### [STATED GOAL]
Transcribe word for word the lines below, from the line that contains "TARGET: bright sky" through the end of the records, including that line and the last one.

________________________________________

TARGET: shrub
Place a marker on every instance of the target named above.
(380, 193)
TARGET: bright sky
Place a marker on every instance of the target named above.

________________________________________

### [TASK OUTPUT]
TARGET: bright sky
Place a marker on every instance of the target named above.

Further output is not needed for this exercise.